Collected data:
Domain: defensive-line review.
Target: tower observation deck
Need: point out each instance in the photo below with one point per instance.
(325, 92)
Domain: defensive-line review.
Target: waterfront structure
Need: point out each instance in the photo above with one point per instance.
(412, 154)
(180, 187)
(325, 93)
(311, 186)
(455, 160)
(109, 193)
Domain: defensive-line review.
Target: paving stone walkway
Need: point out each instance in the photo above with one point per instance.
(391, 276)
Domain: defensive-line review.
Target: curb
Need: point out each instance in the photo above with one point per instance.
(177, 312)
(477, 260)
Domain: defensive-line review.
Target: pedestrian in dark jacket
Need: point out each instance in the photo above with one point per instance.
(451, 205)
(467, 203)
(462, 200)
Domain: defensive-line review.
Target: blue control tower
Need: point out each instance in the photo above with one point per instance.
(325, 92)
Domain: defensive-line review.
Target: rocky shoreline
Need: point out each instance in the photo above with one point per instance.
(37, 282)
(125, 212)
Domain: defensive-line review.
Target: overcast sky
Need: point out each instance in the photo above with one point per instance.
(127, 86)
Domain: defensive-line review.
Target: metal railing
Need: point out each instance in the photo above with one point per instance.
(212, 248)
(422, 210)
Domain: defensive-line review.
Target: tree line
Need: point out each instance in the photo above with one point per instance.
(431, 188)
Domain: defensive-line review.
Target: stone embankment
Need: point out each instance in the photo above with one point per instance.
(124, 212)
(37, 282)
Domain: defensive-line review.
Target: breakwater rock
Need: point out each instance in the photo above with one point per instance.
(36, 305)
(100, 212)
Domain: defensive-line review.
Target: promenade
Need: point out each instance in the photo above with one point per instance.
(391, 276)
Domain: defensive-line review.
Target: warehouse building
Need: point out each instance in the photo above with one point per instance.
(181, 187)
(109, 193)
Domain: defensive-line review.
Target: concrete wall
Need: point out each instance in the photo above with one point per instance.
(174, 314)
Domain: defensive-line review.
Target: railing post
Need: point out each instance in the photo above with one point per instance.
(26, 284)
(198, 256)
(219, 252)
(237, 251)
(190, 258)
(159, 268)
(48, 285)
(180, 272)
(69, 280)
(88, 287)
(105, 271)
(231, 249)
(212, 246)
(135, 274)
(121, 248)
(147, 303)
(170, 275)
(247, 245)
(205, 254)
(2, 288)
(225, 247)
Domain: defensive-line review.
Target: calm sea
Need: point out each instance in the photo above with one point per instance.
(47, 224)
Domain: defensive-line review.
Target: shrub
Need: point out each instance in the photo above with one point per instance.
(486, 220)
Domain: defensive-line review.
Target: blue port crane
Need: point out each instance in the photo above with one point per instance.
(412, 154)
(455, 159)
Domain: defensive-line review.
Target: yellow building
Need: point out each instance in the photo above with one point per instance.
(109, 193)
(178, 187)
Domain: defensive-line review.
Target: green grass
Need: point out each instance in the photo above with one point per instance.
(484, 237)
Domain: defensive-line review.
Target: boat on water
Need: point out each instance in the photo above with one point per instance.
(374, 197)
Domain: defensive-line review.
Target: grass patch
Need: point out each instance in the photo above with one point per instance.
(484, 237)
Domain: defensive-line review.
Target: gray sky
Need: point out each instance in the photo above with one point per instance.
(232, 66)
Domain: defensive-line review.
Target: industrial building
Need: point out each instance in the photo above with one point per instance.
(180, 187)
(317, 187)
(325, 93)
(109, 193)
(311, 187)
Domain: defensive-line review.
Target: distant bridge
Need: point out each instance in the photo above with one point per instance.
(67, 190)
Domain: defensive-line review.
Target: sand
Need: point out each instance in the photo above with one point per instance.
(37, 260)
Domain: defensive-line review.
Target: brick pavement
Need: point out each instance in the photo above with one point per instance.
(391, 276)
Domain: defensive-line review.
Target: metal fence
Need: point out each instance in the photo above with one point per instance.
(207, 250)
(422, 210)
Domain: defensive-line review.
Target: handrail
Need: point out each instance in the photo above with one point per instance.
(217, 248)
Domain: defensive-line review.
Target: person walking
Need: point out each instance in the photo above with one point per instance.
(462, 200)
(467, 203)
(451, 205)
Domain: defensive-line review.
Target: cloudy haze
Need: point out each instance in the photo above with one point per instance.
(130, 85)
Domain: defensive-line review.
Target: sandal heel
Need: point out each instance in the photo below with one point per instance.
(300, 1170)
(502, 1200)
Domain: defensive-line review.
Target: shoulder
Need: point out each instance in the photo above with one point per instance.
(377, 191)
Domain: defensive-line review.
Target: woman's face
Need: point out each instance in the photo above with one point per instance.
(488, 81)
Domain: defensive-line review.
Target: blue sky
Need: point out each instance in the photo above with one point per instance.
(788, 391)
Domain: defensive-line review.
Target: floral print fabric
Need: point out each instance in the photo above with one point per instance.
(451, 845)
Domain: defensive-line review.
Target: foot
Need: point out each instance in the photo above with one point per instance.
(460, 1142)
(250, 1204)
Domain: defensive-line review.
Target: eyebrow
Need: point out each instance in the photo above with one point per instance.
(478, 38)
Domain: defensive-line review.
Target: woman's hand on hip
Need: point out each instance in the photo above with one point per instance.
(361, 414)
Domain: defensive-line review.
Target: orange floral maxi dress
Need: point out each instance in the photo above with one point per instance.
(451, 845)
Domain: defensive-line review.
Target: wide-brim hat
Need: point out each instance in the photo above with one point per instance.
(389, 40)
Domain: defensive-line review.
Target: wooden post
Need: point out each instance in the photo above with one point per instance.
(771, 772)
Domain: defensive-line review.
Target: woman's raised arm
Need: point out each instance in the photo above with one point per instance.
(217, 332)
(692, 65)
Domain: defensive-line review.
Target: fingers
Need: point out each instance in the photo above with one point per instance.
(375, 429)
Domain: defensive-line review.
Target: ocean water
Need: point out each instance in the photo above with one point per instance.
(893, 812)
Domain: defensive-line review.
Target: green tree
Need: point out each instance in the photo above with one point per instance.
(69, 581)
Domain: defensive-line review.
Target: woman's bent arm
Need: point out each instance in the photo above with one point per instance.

* * *

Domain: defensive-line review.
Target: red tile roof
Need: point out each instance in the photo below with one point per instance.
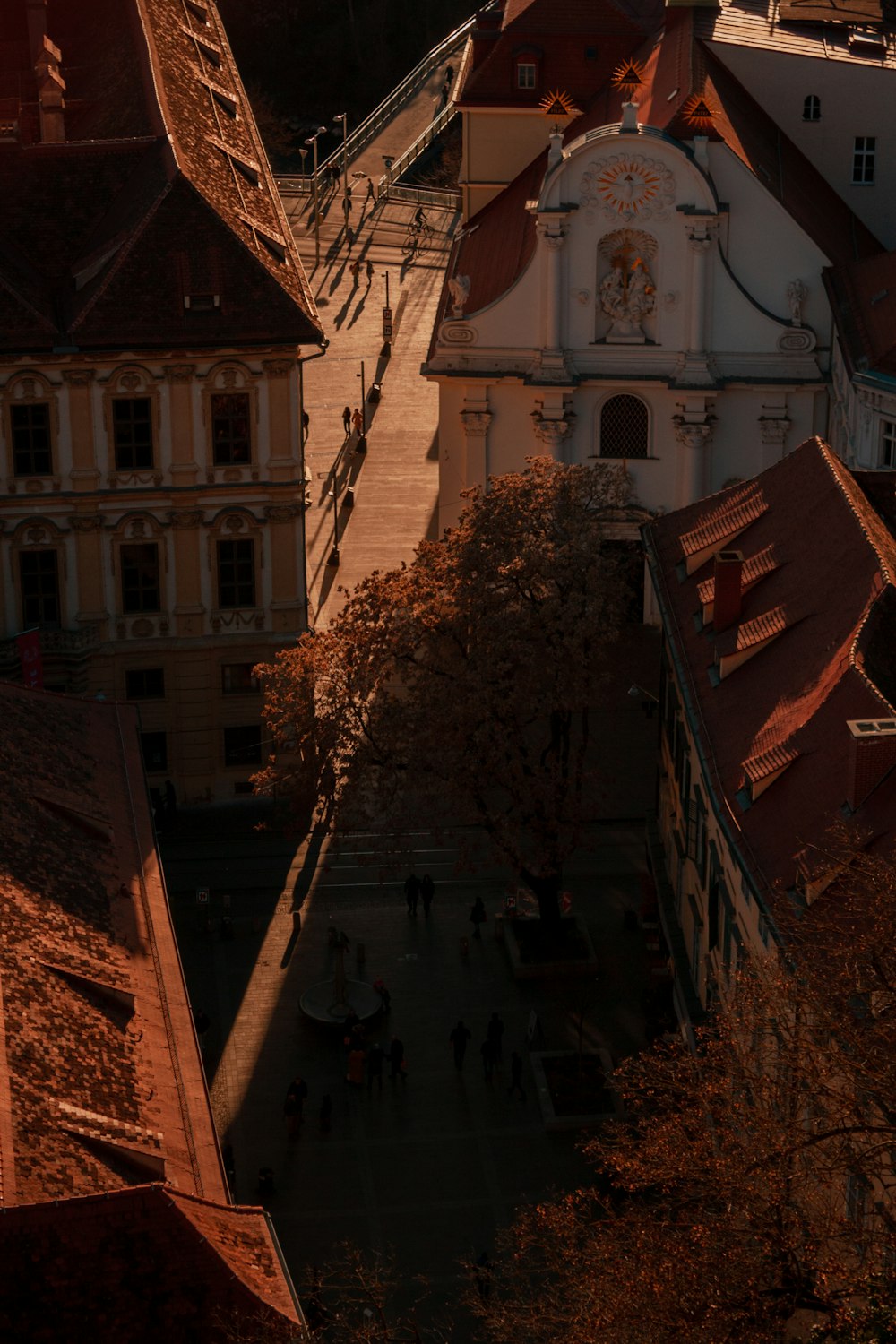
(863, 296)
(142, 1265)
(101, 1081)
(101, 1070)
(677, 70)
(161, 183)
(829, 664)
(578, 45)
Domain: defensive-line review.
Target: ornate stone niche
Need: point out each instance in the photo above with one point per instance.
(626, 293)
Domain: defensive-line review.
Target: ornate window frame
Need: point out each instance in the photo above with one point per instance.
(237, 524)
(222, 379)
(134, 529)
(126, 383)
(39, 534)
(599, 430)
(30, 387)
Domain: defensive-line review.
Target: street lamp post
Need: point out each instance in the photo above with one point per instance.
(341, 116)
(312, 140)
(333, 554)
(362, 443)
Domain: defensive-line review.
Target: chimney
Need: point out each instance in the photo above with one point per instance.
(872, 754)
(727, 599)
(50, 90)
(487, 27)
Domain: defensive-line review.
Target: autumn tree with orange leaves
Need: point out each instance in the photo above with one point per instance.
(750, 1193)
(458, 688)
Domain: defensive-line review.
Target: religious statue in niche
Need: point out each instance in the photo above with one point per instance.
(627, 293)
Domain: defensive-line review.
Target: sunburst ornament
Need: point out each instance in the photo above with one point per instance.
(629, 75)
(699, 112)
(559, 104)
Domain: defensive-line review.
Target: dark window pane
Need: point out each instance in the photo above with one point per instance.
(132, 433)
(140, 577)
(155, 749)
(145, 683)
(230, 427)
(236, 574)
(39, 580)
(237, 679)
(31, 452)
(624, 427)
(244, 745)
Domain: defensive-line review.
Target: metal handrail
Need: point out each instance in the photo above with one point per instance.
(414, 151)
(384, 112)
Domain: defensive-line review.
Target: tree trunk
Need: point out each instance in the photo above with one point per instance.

--

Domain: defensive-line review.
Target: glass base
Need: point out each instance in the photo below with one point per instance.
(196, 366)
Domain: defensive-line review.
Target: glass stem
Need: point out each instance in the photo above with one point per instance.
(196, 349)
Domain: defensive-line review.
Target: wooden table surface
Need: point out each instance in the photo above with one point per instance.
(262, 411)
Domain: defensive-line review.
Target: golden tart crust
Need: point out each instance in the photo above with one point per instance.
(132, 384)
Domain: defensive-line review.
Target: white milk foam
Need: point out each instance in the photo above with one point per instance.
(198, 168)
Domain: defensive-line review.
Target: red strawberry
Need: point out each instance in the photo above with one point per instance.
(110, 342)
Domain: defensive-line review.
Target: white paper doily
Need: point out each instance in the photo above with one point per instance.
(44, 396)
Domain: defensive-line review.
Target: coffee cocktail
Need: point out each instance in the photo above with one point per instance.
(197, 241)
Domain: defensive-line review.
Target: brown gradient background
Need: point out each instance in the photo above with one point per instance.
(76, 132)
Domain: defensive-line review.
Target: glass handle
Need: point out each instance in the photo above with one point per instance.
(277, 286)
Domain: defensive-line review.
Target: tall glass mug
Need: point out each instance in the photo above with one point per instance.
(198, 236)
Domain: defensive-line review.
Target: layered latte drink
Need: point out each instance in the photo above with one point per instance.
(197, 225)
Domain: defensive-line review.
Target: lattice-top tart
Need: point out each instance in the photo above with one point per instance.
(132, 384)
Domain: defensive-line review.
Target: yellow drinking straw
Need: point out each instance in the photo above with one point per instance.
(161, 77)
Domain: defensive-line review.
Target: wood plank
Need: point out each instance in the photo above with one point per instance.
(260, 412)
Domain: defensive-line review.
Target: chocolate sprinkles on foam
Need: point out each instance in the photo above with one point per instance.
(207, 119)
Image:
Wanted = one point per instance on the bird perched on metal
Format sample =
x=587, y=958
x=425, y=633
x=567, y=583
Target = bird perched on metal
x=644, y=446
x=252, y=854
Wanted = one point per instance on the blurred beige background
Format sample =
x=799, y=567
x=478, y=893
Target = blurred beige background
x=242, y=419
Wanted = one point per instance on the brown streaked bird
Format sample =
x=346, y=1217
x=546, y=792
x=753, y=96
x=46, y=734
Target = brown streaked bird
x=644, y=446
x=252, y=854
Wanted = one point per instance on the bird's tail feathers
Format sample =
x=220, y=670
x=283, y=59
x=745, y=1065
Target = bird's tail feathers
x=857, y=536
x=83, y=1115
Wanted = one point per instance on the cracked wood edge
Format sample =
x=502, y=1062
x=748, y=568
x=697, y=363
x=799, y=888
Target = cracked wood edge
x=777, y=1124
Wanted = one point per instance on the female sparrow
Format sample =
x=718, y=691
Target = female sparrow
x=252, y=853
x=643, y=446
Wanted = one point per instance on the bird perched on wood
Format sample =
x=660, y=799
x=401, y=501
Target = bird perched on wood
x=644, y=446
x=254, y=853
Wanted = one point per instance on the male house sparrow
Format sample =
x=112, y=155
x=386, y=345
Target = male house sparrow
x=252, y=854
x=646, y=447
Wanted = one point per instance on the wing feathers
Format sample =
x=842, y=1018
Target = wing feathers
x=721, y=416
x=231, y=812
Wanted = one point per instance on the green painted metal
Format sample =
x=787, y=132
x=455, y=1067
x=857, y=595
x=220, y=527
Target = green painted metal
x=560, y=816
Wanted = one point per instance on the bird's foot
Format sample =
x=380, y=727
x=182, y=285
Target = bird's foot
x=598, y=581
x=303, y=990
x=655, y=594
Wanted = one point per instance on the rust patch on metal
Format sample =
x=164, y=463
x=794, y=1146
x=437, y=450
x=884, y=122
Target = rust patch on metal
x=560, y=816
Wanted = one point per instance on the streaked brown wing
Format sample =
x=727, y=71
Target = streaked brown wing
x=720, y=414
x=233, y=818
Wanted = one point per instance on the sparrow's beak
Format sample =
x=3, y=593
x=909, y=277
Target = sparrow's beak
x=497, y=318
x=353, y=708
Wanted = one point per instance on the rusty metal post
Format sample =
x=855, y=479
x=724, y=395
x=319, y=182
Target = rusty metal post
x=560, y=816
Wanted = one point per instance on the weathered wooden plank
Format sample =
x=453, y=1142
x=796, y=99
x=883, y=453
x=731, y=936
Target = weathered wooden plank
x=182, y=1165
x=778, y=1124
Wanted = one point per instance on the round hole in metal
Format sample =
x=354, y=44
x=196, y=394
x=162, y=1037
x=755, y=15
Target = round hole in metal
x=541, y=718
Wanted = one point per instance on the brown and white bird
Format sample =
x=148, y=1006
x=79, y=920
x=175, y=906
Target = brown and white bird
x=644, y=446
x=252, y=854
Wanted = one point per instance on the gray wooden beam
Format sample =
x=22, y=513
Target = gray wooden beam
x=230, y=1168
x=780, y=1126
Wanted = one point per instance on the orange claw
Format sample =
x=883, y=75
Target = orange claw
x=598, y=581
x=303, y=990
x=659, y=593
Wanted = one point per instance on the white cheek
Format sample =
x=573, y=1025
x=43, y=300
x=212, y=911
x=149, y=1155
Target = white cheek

Work request:
Copy out every line of the data that includes "building".

Response to the task:
Target: warehouse building
Target: yellow building
Target: industrial building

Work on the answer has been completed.